-- START OF Source material --

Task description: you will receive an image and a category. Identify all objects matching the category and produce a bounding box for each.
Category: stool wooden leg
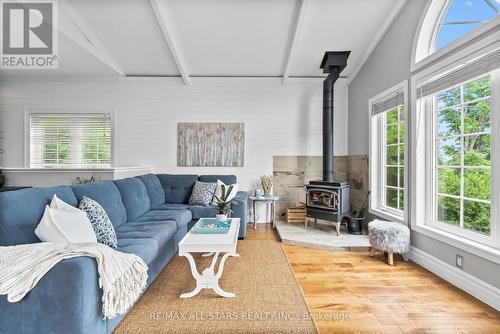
[387,252,394,266]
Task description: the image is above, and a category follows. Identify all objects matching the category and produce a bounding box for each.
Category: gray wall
[348,0,500,288]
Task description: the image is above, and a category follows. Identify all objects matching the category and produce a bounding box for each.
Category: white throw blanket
[0,242,148,319]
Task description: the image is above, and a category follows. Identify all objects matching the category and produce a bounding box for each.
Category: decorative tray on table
[194,218,231,234]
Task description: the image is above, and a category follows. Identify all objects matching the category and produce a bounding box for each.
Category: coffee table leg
[179,252,239,298]
[252,201,257,230]
[179,253,202,298]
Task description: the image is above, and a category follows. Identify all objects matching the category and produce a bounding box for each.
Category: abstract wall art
[177,123,245,167]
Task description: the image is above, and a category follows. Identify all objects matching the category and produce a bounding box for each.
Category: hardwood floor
[247,224,500,334]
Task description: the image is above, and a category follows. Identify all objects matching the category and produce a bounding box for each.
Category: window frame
[408,41,500,264]
[411,0,500,73]
[24,107,116,170]
[423,75,500,246]
[368,80,409,223]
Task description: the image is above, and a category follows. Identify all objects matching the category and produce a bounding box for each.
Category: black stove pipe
[323,67,340,182]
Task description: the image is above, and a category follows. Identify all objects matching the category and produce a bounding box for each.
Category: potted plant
[214,185,237,221]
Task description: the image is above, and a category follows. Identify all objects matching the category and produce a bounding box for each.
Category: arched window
[412,0,500,65]
[434,0,500,50]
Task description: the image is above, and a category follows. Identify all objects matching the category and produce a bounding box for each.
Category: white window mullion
[460,85,465,228]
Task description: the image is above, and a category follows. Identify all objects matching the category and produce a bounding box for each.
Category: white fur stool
[368,219,410,266]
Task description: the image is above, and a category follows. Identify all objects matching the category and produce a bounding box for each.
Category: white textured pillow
[35,195,97,243]
[212,180,240,204]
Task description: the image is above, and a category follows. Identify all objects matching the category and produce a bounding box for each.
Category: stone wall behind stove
[273,155,368,217]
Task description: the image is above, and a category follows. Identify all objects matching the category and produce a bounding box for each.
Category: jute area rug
[114,240,317,334]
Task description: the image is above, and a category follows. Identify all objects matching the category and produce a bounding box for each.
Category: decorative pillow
[78,196,118,248]
[189,181,217,206]
[212,180,240,204]
[35,195,97,243]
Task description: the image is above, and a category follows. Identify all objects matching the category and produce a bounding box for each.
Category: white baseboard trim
[410,246,500,311]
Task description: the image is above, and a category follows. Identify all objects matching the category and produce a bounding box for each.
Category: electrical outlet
[456,254,464,269]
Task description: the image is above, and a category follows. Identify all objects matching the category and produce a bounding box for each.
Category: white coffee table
[179,218,240,298]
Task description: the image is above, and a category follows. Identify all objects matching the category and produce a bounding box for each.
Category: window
[369,82,407,220]
[434,0,500,50]
[411,0,500,71]
[433,75,491,236]
[412,45,500,248]
[27,112,112,168]
[381,105,405,212]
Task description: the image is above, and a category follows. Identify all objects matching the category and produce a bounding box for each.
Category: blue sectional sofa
[0,174,247,334]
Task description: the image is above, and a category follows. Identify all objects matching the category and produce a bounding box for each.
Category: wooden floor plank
[247,224,500,334]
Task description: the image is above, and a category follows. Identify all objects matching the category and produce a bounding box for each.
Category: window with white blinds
[28,113,112,168]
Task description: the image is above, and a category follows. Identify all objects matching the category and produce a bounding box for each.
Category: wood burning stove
[305,51,350,235]
[306,181,349,222]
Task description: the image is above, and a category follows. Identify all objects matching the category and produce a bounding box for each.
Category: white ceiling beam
[283,0,307,84]
[149,0,191,85]
[347,0,408,84]
[60,0,125,76]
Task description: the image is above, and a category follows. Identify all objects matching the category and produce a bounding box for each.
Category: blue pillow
[189,181,217,206]
[78,196,118,249]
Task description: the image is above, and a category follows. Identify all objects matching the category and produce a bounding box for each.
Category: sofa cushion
[189,205,217,219]
[72,181,127,228]
[116,220,177,249]
[198,175,237,184]
[0,186,78,246]
[136,174,165,209]
[135,210,192,227]
[158,174,198,204]
[155,203,189,210]
[114,178,151,220]
[117,238,158,264]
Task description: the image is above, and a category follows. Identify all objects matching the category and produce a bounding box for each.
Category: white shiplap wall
[0,77,347,190]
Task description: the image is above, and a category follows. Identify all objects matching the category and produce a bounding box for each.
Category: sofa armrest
[231,191,248,239]
[0,257,106,334]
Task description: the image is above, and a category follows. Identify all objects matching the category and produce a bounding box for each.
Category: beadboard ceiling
[1,0,405,84]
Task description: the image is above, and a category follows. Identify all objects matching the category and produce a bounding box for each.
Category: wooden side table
[248,196,279,230]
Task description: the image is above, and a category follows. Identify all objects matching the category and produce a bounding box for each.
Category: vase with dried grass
[260,175,273,197]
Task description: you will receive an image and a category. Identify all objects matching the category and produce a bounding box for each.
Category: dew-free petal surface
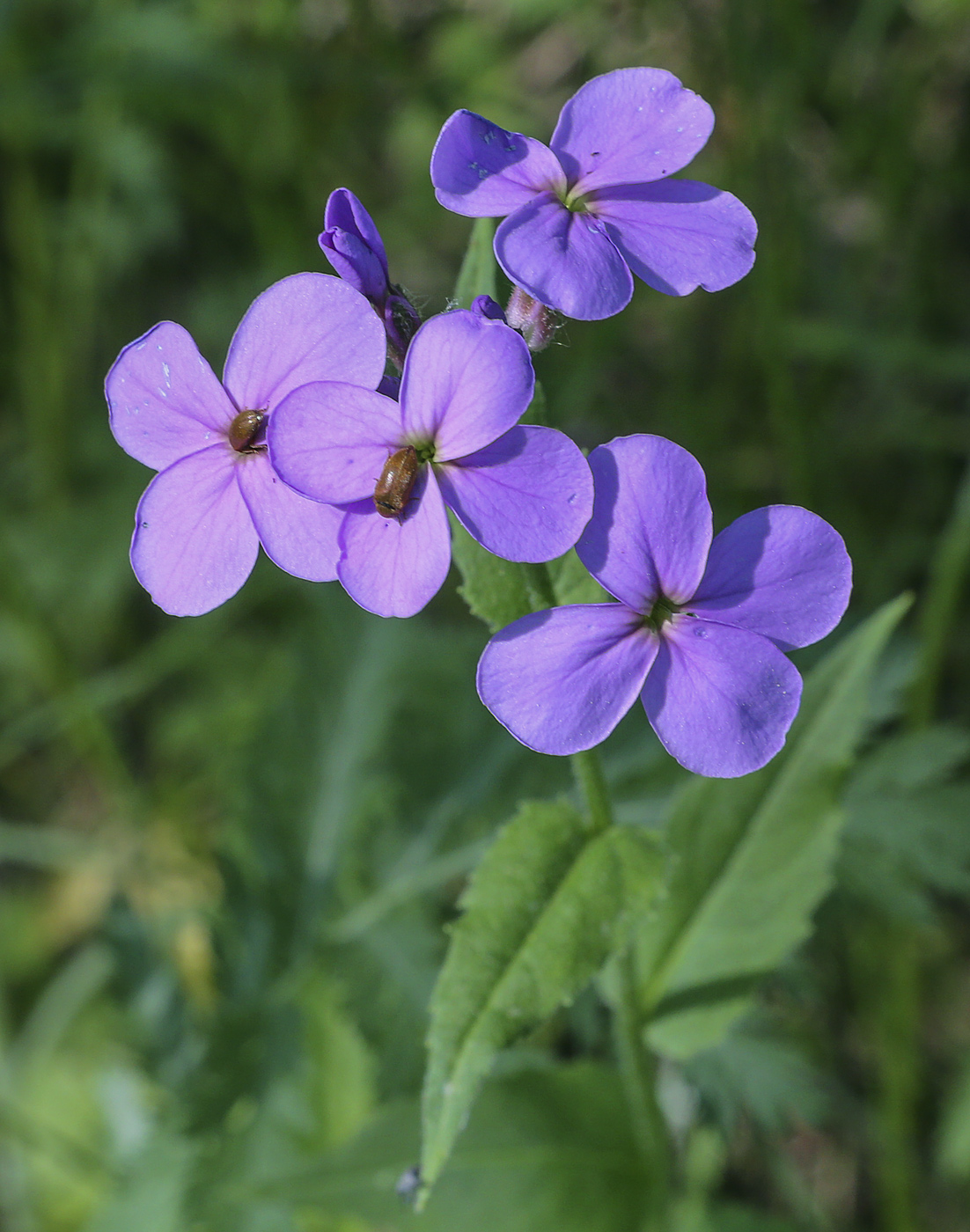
[690,505,852,650]
[643,616,801,779]
[437,425,593,561]
[431,111,566,218]
[235,453,344,582]
[223,274,386,410]
[105,320,235,471]
[400,311,535,462]
[550,68,714,194]
[576,434,712,612]
[132,444,259,616]
[336,467,451,616]
[266,381,403,504]
[477,604,657,757]
[496,192,634,320]
[592,180,758,296]
[323,188,387,282]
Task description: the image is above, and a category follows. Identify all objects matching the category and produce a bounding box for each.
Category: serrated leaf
[422,801,662,1186]
[547,548,610,604]
[275,1062,644,1232]
[449,515,533,634]
[636,597,909,1059]
[455,218,496,308]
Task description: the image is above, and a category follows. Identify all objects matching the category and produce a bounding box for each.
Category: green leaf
[455,218,496,308]
[636,597,909,1059]
[274,1062,644,1232]
[547,548,610,604]
[449,515,541,634]
[422,801,662,1186]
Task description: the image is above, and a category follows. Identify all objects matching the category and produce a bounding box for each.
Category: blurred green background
[0,0,970,1232]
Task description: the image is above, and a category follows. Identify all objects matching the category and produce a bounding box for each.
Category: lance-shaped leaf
[420,801,663,1192]
[636,597,909,1059]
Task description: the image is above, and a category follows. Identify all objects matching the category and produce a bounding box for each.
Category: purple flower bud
[382,287,422,367]
[505,287,558,351]
[471,296,508,326]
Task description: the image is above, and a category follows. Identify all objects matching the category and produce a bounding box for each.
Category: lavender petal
[132,443,259,616]
[591,180,758,296]
[223,274,387,410]
[437,425,593,561]
[431,111,566,218]
[235,453,344,582]
[477,604,658,757]
[643,616,801,779]
[690,505,852,650]
[336,467,451,616]
[400,311,535,462]
[266,381,404,505]
[496,192,634,320]
[576,435,712,613]
[105,320,235,471]
[550,68,714,194]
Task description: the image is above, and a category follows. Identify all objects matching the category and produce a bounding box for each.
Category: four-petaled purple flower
[105,274,385,616]
[478,436,852,779]
[431,68,757,320]
[268,311,593,616]
[318,188,420,367]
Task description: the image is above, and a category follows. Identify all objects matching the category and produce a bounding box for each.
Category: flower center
[558,188,591,215]
[643,595,680,634]
[228,410,266,453]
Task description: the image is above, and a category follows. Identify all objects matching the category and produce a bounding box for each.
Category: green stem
[613,950,672,1232]
[908,466,970,727]
[570,749,613,834]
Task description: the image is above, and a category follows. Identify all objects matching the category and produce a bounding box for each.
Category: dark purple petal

-- END OF Source material --

Exercise:
Print every line above word for word, from the first to the last, leaving out the pictures.

Correct output:
Task description: you will receive an image and a category. Identify all objects matching the category and produce a bounding box for each.
Category: stool wooden leg
[387,252,394,266]
Task description: the image is above, and a category follows. Identify all objects matching the category and produce a bounding box for each.
Category: gray wall
[348,0,500,288]
Task description: the image is above, and a category follows. Identify all objects matching the category and produce a bounding box for each.
Category: white throw blanket
[0,242,148,319]
Task description: the image is above, and a category follows. Identify all objects matching the category and produce a bounding box for each.
Category: decorative tray on table
[194,218,231,234]
Task description: the image is above, and a category follows. Identify all objects matching the category and produce a bounding box for each.
Category: coffee table leg
[179,252,239,298]
[252,201,257,230]
[179,253,202,298]
Task description: the image is above, and a category follows. Identify all objects matching the category and produce a bounding box for each.
Category: abstract wall art
[177,123,245,167]
Task description: the image is above, and a category follows. Identify all objects matching the category and produce a bounding box for each.
Category: hardwood floor
[247,224,500,334]
Task description: the image is above, and a category follows. Identify all objects matching the category and produce a bounding box for each.
Category: window frame
[408,41,500,264]
[411,0,500,73]
[24,107,116,170]
[423,75,500,246]
[368,80,409,223]
Task description: the image is above, and a category follows. Identify all objects matching the category and produce a bounding box for each.
Category: black stove pipe
[323,67,340,182]
Task description: the image is above, and a category follows. Identify all objects matching the category and produce a bounding box for each.
Category: potted plant
[214,185,237,221]
Task description: the image is above, and a category follows. Identify all objects matching the category and produce a bounding box for each.
Category: arched window
[412,0,500,65]
[434,0,500,50]
Task description: the image is above, and a category follows. Identify all objects matching the category and produce a bounding box for each.
Category: white window mullion
[460,85,465,228]
Task description: the image is above, and a category follows. Identify all objects matching the category and produce a bounding box for each.
Category: white fur stool
[368,219,410,266]
Task description: the image is above, and a category follows. Identify all objects matching the category and produce a bounding box for each.
Category: white textured pillow
[35,195,97,243]
[212,180,240,204]
Task description: the image is above, and a category follows. Identify all objects matching the category and produce a bounding box for each.
Category: stone wall behind stove
[273,155,368,217]
Task description: the image is above, and a category follows. Identify all objects matching the category and produce a bounding box for each.
Category: jute area rug
[114,240,317,334]
Task description: the image is above, and a category follows. Identify all objects matching the category and produce a bounding box for each.
Category: decorative pillow
[78,196,118,248]
[189,181,217,206]
[212,180,240,204]
[35,195,97,243]
Task description: the image is above, and a category follows. Identify all objects matching the category and produce a bounding box for each.
Category: white baseboard trim
[410,246,500,311]
Task description: the image is above, and a category follows. Identify all objects matching the category and produce a bounding box for each.
Category: electrical outlet
[456,254,464,269]
Task description: the image is above, and a category follows. Identify all objects matching the category and produce a bounding box for each.
Category: white coffee table
[179,218,240,298]
Task description: the image is above, and a category follows. Identify all objects matching the category and produce a bounding box for each.
Category: window
[369,82,407,220]
[434,0,500,50]
[411,0,500,71]
[433,75,491,236]
[412,45,500,248]
[27,112,112,168]
[381,105,405,212]
Task description: the image is above, and a category follows. Identify all objects matching the category and produce a bounding box for each.
Category: blue sectional sofa
[0,174,247,334]
Task description: the image is above, and a category follows. Identify all objects matching the category and produce a bounding box for each.
Category: wooden floor plank
[247,224,500,334]
Task description: the image is above, and a category follows. Identify all objects matching the category and produce a bounding box for each.
Category: window with white blinds
[28,113,112,168]
Task description: the image is above, and a category follows. Identify all objects matching the category and produce a bounding box for each.
Category: wood burning stove
[305,51,350,235]
[306,181,349,222]
Task description: the image is above, and a category follows. Identify all objects matching the category and produce a bounding box for each.
Category: white ceiling beam
[283,0,307,84]
[149,0,191,85]
[347,0,408,84]
[60,0,125,76]
Task description: the image is above, and a category follows. Identify all objects matching the category and produce a bounding box for each.
Category: blue pillow
[189,181,217,206]
[78,196,118,249]
Task description: the image is above, and a category follows. Identify all objects matching the category and produce a bounding box for each.
Category: sofa cushion
[189,205,217,219]
[72,181,127,228]
[116,220,177,249]
[198,175,237,184]
[0,186,78,246]
[136,174,165,209]
[135,210,192,227]
[158,174,198,204]
[155,203,189,210]
[114,178,151,220]
[117,238,158,264]
Task description: the image is above, and a category follows. Identify all objects matching the category and produce a bounding box for each.
Category: white shiplap wall
[0,77,347,190]
Task description: the image is above, and a category follows. Identify all objects matching the category and produce a bounding box for each.
Category: sofa armrest
[231,191,248,239]
[0,257,106,334]
Task description: the image is above, and a category follows. Identify all objects matching the category and produce a bounding box for each.
Category: beadboard ceiling
[1,0,405,84]
Task description: the image is above, and a category follows. Identify all objects matching the category and produce a bounding box for each.
Category: wooden side table
[248,196,279,230]
Task description: the image is above, and a category follows. Identify all objects matching the category and produce a bounding box for each.
Category: vase with dried grass
[260,175,273,197]
Task description: you will receive an image and a category. Identify all objects matching the category and produce a bounding box for each.
Category: dew-free petal surface
[690,505,852,650]
[643,616,801,779]
[437,425,593,561]
[431,111,566,218]
[235,453,344,582]
[223,274,386,410]
[105,320,235,471]
[400,311,535,462]
[550,68,714,194]
[576,434,712,612]
[132,444,259,616]
[336,467,451,616]
[266,381,403,504]
[477,604,657,757]
[496,192,634,320]
[592,180,758,296]
[323,188,387,282]
Task description: the image is above, and a category follows. Identify all objects matching the category and produce a bounding box for each.
Category: serrated leaf
[422,801,662,1186]
[547,548,610,604]
[275,1062,644,1232]
[449,515,533,634]
[636,597,909,1059]
[455,218,496,308]
Task description: the image is above, and a category follows. Identify all objects matching the category and produce a bounding box for each.
Category: green leaf
[455,218,496,308]
[636,597,909,1059]
[274,1062,644,1232]
[547,548,610,604]
[449,515,541,634]
[422,801,662,1186]
Task description: the image is above, and a category follows. Identify all objects matching the category and produce a bounding box for each.
Category: blurred green background
[0,0,970,1232]
Task description: the image is above, and a category follows. Identify all objects matching the category and produce a bounding box for each.
Category: lance-shaped leaf
[420,801,663,1192]
[636,597,909,1059]
Task description: the image is above, and a category follows. Identify all objects matching the category and produce a bounding box for each.
Category: purple flower bud
[382,287,422,367]
[505,287,558,351]
[471,296,508,326]
Task description: the image is above, and a category follows. Identify all objects matching the category and produce a bounding box for each.
Category: lavender petal
[132,443,259,616]
[591,180,758,296]
[223,274,387,410]
[437,425,593,561]
[431,111,566,218]
[235,453,344,582]
[477,604,658,757]
[643,616,801,779]
[690,505,852,650]
[336,467,451,616]
[400,311,535,462]
[266,381,404,505]
[496,192,634,320]
[576,435,712,613]
[105,320,235,471]
[550,68,714,194]
Task description: the image is above, and a category follows. Identify all objects matching the category and produce a bounding box for each.
Category: four-petaled purple flower
[105,274,385,616]
[478,436,852,779]
[431,68,757,320]
[268,311,593,616]
[318,188,420,367]
Task description: the image is above, and a category follows. Identify all objects matching the category and produce a bounding box for each.
Category: flower center
[558,188,591,215]
[643,595,680,634]
[228,410,266,453]
Task description: the image is above, and a category follows. Identify all objects matching the category and produce a bounding box for each.
Category: green stem
[613,950,672,1232]
[908,466,970,727]
[570,749,613,834]
Task description: the image is above, and a category follows. Identify all objects matching the category and produce a bounding box for each.
Category: dark purple petal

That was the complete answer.